PROBLEM REQUIREMENTS
Return the number of lines below with "this" in them, and nothing else.

DATASET RECORDS
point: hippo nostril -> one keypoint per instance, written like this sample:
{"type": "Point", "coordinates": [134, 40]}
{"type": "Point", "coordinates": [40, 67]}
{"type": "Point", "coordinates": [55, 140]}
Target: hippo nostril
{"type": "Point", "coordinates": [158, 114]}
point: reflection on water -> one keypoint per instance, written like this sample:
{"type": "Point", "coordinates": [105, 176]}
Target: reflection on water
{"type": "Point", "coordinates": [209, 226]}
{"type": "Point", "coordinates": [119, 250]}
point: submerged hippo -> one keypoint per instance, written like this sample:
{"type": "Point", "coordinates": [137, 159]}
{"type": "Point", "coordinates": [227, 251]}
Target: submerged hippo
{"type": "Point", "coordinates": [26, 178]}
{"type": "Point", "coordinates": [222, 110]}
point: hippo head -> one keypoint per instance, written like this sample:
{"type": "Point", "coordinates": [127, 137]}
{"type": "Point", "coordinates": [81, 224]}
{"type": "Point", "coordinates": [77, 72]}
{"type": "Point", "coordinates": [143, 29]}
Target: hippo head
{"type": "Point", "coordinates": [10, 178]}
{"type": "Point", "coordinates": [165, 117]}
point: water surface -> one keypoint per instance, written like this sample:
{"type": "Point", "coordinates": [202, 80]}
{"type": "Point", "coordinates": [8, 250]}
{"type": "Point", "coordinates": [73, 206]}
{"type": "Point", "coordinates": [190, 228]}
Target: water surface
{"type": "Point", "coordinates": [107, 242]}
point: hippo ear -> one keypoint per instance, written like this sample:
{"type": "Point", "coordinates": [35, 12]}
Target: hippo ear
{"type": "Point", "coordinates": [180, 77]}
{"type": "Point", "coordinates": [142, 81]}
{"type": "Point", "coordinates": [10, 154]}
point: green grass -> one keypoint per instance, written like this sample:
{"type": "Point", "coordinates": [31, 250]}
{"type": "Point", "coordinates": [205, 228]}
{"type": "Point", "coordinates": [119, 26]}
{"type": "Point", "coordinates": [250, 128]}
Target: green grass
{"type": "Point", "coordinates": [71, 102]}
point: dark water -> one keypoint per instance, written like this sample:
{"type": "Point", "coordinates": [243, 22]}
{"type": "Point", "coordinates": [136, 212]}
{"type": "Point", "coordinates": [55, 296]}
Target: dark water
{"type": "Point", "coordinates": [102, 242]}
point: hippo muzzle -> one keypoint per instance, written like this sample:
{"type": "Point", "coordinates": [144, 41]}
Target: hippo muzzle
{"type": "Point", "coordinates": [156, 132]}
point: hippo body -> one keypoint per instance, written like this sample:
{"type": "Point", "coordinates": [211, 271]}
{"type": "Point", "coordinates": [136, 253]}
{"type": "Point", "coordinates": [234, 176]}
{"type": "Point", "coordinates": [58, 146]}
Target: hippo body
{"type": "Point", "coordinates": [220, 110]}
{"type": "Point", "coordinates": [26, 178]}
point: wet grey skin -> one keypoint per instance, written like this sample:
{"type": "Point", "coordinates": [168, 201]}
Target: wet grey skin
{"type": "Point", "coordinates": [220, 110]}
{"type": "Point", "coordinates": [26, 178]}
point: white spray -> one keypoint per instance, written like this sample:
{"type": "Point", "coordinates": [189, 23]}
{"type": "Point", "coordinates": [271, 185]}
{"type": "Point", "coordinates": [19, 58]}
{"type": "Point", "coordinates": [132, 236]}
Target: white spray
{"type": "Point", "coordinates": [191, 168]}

WRITTEN SOLUTION
12